### BRANO SELEZIONATO
- - - -

Case history ovunque

Sicuro del fatto mio, e pure un po’ permaloso, risposi piccato che si può dire anche case history. Anzi, il mondo del Web e i siti aziendali, sono pieni zeppi delle case history aziendali. Per fare un esempio prendo il sito di Cisco, ma potrei pescarne ovunque (da Enel a Zucchetti):

Che cos’è una case history?

Quella signora che mi riprese aveva ragione: nel mondo anglosassone case history vuol dire tutt’altro. Per esempio il dizionario Collins recita:

A person’s case history is the record of past events or problems that have affected them, especially their medical history.

- - - -

### DATI DI ORIGINE
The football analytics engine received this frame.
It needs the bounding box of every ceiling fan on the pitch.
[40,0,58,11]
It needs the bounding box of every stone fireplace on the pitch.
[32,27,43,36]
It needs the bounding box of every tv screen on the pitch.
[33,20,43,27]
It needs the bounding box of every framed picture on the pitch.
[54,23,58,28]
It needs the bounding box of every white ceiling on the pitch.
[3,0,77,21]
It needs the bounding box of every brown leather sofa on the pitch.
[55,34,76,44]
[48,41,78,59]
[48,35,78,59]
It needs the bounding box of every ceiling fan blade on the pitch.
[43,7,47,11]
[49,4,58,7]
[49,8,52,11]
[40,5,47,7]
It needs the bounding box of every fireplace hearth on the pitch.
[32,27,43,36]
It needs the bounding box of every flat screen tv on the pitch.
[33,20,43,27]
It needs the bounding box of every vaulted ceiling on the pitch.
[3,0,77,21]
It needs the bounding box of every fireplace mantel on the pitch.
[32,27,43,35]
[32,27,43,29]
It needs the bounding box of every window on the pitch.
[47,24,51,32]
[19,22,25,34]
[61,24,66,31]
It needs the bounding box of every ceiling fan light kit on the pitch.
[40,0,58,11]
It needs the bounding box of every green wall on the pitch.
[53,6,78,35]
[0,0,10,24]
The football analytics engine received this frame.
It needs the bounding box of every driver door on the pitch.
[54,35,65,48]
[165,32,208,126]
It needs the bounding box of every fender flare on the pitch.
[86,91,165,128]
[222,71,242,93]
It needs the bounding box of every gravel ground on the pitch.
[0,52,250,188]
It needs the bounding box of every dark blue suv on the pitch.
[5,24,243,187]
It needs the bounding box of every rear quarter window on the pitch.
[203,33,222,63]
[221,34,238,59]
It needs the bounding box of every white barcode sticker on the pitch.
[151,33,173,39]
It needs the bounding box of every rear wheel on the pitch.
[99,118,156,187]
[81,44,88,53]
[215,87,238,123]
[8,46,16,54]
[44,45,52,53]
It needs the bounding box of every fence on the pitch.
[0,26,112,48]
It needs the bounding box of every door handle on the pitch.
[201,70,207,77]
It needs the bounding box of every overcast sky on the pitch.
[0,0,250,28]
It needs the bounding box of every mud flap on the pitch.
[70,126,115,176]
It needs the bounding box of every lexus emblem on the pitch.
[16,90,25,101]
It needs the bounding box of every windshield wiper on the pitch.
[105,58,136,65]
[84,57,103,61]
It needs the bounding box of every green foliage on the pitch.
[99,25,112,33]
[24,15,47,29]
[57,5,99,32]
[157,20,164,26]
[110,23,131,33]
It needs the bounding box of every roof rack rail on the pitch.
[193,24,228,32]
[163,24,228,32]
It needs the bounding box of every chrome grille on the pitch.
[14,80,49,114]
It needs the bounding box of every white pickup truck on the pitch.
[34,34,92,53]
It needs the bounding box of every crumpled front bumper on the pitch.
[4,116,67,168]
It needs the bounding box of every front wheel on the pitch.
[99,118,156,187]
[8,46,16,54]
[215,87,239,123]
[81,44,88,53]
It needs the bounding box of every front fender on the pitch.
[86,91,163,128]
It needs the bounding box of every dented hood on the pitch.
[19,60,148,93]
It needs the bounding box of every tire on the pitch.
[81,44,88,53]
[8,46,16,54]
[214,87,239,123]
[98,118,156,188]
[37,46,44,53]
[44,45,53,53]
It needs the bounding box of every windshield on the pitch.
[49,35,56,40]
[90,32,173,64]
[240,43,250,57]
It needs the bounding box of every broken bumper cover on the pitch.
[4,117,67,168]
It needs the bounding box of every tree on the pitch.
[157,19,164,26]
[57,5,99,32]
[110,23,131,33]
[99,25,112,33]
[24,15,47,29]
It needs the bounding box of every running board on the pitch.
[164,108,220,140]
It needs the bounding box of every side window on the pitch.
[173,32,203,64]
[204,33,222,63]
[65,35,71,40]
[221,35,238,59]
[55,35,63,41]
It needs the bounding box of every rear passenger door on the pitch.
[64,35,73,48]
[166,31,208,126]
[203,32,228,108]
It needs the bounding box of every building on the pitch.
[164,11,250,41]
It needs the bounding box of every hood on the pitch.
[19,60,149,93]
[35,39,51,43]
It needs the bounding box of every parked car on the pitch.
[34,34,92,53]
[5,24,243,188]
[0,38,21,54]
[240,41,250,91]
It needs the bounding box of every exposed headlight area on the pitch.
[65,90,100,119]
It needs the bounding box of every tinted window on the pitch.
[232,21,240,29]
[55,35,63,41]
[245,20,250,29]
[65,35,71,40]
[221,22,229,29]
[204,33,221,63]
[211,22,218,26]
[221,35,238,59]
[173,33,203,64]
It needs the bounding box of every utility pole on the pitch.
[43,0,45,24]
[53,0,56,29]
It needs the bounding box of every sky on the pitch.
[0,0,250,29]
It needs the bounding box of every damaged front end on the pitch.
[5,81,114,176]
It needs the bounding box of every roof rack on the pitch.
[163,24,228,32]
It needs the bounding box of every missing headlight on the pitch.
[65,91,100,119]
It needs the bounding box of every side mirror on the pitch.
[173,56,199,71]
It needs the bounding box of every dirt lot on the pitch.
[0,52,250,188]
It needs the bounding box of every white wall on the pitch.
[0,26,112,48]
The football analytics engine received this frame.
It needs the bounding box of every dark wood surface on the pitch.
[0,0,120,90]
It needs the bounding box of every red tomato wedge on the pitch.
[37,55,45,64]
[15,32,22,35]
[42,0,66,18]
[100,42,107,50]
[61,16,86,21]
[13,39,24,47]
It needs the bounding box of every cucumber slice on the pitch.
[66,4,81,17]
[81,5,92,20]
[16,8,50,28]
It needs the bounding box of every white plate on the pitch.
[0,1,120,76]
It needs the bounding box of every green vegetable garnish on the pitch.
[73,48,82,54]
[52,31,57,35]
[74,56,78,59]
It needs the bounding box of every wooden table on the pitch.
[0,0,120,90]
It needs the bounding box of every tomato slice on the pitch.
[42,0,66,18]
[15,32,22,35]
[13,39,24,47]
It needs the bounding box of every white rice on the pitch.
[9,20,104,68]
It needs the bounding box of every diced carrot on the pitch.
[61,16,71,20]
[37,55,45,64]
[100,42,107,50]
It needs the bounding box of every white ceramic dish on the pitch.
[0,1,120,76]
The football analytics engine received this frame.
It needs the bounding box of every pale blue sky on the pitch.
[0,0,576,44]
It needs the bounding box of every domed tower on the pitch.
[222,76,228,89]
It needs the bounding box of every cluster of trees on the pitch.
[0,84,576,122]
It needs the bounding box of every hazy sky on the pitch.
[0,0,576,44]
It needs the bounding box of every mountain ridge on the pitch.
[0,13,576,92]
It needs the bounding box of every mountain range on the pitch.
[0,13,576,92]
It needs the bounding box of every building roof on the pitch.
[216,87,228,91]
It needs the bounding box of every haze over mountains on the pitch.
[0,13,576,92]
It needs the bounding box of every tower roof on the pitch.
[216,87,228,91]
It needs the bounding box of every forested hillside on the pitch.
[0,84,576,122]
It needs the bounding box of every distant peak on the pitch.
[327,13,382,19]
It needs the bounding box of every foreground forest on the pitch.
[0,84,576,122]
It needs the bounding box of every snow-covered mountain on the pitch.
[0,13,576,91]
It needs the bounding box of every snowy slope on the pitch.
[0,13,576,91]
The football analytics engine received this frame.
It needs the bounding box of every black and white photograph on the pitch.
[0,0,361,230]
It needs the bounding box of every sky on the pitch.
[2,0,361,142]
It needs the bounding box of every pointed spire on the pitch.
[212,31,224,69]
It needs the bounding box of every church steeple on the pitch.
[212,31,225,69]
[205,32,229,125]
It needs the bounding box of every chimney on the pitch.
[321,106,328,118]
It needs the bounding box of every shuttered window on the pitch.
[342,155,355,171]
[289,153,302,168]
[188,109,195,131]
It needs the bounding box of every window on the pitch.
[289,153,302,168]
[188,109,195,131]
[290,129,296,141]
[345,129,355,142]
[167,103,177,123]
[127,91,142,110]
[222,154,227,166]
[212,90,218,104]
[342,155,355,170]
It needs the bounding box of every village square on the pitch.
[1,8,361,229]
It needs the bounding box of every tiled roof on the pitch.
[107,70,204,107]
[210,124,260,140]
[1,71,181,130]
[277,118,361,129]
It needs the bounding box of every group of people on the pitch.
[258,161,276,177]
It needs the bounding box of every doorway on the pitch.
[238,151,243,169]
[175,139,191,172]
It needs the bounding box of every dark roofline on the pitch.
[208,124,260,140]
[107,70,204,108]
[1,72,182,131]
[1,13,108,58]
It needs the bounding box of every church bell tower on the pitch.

- - - -

### IL TUO COMPITO
Riscrivi in forma più breve il paragrafo del brano selezionato che comincia con «Sicuro del fatto mio», mantenendone i fatti principali.

### RISULTATO DEL COMPITO
Risposi che si può dire anche case history, dato che il Web e i siti aziendali ne sono pieni. Un esempio è il sito di Cisco, ma se ne trovano ovunque, da Enel a Zucchetti.